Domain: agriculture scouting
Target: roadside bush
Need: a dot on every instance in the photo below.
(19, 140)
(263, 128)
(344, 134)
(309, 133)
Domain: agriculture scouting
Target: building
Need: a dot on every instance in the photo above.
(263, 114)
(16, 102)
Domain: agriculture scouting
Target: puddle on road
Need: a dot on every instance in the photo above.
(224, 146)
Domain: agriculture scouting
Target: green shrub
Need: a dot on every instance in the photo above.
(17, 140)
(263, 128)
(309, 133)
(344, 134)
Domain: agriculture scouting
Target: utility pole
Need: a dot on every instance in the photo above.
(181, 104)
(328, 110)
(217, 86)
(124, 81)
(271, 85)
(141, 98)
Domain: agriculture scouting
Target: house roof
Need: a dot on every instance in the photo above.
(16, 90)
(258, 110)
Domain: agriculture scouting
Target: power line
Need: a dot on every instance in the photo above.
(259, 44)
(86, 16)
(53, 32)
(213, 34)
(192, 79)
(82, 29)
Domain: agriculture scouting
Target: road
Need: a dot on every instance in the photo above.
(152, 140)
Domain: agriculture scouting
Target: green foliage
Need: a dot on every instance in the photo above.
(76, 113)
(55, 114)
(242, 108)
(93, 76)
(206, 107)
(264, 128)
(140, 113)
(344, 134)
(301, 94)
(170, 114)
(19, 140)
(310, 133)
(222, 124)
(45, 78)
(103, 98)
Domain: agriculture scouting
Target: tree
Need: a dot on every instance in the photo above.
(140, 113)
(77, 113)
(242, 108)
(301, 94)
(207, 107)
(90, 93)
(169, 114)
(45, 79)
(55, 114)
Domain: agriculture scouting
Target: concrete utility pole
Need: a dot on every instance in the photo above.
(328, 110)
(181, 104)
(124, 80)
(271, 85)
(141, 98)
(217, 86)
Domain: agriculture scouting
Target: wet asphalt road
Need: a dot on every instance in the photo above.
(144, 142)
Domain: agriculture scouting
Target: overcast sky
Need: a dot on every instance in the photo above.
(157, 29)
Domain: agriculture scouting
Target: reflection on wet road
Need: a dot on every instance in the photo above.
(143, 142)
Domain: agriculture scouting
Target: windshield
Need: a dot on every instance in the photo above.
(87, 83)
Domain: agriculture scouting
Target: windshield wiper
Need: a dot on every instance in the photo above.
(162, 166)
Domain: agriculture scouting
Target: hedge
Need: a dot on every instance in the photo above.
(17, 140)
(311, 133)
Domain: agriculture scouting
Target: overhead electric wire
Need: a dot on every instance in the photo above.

* * * * * * *

◆ Task objective ◆
Print all the data exactly.

◆ In response ◆
Domain: agriculture scouting
Target: roadside bush
Need: a dot on every instance in the photo below.
(19, 140)
(263, 128)
(344, 134)
(309, 133)
Domain: agriculture scouting
Target: building
Need: a dot on every instance in the photo above.
(263, 114)
(16, 102)
Domain: agriculture scouting
Target: puddle on road
Need: a dot on every instance in the photo above.
(224, 146)
Domain: agriculture scouting
Target: green shrub
Need: a dot on every instance in the photo above.
(17, 140)
(263, 128)
(309, 133)
(344, 134)
Domain: agriculture scouting
Target: utility pole
Need: a dot on every instance in the photo above.
(181, 104)
(328, 110)
(217, 86)
(124, 81)
(271, 85)
(141, 98)
Domain: agriculture scouting
Target: house roof
Need: a dot on every instance in the photo above.
(16, 90)
(258, 110)
Domain: agriculture scouting
Target: power line
Need: a dot on every instance in the photo above.
(259, 44)
(86, 16)
(53, 32)
(213, 34)
(192, 79)
(82, 29)
Domain: agriculture scouting
Target: road
Need: a dot on every instance in the photo above.
(152, 140)
Domain: agriculture scouting
Target: green foliage
Need: a dot on every instance in the photo above.
(76, 113)
(55, 114)
(242, 108)
(93, 76)
(206, 107)
(264, 128)
(140, 113)
(344, 134)
(301, 94)
(170, 114)
(19, 140)
(310, 133)
(222, 124)
(45, 78)
(103, 98)
Domain: agriculture scouting
Target: tree
Need: a dot on every instance in the photo above.
(140, 113)
(77, 113)
(242, 108)
(301, 94)
(207, 107)
(90, 93)
(169, 114)
(45, 79)
(55, 114)
Domain: agriculture scouting
Target: concrete utility pole
Need: a dot on every instance in the photo above.
(328, 110)
(181, 104)
(124, 80)
(271, 85)
(141, 98)
(217, 86)
Domain: agriculture scouting
Target: wet asphalt road
Need: a dot on every instance in the photo above.
(144, 142)
Domain: agriculture scouting
Target: overcast sky
Need: a dot on every instance in the photo above.
(157, 29)
Domain: agriculture scouting
Target: reflection on wet road
Need: a dot on every instance in the photo above.
(143, 142)
Domain: agriculture scouting
Target: windshield
Need: a dot on every instance in the photo above.
(87, 83)
Domain: agriculture scouting
Target: windshield wiper
Need: a dot on every instance in the photo above.
(162, 166)
Domain: agriculture scouting
Target: hedge
Need: a dot on every instance in the photo above.
(17, 140)
(311, 133)
Domain: agriculture scouting
Target: overhead electric wire
Need: a dot on every instance in the photo above.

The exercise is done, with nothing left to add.